__PROBLEM__.
What is needed is an exact repeat of the lines from the line containing "Indicate the house" through the final line of the entries below, and nothing else.

__RECORDS FOR THIS EXERCISE__.
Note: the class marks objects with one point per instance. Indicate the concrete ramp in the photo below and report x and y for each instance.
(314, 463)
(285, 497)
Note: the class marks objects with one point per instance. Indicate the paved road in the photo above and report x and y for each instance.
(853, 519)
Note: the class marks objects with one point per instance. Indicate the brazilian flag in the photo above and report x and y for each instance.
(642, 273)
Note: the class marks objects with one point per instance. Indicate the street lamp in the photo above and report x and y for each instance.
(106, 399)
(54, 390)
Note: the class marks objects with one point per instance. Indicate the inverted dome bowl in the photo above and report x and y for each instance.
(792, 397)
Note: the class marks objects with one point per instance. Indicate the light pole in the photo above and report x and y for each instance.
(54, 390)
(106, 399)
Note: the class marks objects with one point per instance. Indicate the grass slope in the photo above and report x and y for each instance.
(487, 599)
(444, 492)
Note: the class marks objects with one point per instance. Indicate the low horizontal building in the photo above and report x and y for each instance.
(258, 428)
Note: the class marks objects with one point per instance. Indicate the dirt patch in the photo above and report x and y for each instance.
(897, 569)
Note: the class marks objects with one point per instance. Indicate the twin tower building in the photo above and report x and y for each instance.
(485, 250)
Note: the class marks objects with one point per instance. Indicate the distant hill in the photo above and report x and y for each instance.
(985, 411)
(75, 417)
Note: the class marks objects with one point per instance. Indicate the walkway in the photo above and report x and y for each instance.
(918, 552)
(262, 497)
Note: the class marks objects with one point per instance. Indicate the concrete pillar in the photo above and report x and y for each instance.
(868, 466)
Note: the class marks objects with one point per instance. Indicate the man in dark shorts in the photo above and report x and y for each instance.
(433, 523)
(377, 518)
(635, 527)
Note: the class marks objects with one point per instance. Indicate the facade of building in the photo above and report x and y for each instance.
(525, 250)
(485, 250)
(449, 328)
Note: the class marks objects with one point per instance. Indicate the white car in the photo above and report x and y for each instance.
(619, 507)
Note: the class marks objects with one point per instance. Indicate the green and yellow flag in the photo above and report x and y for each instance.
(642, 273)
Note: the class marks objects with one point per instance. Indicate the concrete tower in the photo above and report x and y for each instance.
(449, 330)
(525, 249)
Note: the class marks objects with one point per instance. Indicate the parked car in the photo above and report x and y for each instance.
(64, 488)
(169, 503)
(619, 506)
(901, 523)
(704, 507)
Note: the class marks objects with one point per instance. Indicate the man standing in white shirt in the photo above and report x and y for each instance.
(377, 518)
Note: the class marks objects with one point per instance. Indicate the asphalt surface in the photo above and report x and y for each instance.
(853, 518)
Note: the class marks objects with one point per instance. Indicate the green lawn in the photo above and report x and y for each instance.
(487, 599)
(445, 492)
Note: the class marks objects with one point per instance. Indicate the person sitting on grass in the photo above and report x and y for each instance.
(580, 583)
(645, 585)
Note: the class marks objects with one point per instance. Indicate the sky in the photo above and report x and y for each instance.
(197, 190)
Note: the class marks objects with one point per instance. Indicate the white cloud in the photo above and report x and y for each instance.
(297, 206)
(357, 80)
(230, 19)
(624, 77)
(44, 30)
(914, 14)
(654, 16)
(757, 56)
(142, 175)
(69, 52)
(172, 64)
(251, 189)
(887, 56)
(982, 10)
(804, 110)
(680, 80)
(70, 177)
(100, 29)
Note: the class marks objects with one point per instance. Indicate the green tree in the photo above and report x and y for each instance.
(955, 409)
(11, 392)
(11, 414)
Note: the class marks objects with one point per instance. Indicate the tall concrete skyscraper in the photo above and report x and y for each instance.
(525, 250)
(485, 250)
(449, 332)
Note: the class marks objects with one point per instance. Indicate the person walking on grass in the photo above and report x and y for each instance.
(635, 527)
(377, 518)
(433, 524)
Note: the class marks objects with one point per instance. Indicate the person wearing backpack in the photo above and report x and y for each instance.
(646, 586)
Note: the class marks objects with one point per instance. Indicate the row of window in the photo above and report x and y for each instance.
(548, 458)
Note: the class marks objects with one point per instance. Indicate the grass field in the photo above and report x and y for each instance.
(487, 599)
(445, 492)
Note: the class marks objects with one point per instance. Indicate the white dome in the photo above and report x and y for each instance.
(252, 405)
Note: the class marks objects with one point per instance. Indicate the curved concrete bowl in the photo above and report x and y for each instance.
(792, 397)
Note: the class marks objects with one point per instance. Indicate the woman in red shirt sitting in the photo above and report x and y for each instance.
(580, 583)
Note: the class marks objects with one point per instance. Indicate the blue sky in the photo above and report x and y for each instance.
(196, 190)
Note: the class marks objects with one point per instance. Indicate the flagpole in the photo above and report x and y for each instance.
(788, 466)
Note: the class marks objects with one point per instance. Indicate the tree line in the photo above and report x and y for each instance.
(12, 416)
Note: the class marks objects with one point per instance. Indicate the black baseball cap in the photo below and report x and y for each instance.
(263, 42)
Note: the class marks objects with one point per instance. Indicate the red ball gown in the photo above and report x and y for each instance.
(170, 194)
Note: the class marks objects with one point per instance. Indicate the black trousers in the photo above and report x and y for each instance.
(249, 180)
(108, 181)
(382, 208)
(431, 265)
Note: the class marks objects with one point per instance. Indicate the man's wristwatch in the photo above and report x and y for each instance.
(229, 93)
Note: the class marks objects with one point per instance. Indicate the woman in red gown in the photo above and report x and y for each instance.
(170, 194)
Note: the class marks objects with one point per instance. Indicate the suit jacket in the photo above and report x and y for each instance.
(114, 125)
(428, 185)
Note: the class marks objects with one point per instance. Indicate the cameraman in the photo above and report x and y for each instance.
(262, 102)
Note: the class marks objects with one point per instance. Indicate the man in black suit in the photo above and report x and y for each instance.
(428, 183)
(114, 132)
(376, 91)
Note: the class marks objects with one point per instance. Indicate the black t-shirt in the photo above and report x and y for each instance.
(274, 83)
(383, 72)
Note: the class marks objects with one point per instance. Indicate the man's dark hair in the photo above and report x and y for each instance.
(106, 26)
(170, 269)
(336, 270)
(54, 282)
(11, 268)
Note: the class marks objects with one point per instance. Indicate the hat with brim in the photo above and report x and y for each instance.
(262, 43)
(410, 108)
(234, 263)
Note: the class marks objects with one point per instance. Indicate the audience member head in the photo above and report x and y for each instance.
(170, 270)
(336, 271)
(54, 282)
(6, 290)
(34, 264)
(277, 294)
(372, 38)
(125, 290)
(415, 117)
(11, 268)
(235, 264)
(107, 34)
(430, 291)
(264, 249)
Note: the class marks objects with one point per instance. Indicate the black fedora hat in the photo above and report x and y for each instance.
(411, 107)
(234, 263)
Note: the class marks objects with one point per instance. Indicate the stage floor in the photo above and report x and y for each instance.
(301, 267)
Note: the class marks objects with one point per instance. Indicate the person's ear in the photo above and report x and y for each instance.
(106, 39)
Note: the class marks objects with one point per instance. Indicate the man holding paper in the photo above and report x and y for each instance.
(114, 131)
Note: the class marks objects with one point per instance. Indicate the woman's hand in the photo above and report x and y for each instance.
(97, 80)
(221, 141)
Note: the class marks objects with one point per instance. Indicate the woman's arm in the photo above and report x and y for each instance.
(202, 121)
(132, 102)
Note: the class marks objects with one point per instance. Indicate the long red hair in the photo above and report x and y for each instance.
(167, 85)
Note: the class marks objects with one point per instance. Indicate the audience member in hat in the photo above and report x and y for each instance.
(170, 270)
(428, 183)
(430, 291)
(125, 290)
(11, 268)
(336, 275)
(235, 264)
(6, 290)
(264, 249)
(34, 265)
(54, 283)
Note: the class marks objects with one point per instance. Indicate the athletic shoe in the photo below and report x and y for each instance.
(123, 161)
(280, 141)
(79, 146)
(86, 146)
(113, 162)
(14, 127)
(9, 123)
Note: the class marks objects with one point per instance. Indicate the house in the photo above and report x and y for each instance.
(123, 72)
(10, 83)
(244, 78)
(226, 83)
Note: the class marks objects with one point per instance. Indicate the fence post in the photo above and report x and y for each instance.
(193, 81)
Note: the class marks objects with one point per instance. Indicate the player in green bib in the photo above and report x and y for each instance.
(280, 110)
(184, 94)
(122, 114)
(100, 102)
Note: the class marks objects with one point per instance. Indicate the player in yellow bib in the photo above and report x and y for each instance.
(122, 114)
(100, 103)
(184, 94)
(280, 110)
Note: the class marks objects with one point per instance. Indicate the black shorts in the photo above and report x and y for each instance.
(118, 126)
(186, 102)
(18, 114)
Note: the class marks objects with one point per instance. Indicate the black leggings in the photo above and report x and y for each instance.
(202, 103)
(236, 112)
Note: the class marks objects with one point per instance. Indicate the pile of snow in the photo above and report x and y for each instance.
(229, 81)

__COMPLETE ANSWER__.
Note: the class marks objects with one point per instance. Indicate the house in the photo above and report x and y for each instance.
(123, 72)
(10, 83)
(244, 78)
(226, 83)
Note: the class marks objects with one point per instance. Indicate the fence post in the photo above and report x and y for each instance.
(193, 81)
Note: the class marks objects with one point per instance. Indicate the player in green bib in the photo above and report x and y for each instance.
(280, 110)
(184, 94)
(122, 114)
(100, 102)
Note: the class marks objects with one point per instance. Indicate the player in yellow bib in the photo above and report x and y for each instance.
(122, 114)
(100, 103)
(184, 94)
(280, 110)
Note: the class marks objects with one point per instance. Indicate the black shorts in the photo above and report x and y for each instance.
(118, 126)
(186, 102)
(18, 114)
Note: the class marks objects with one point per instance. Indicate the black leggings in the photo above and report x and y for each instance.
(202, 103)
(236, 112)
Note: the class marks objects with one point per instance. Indicate the pile of snow in the photo above and report x and y for each instance.
(229, 81)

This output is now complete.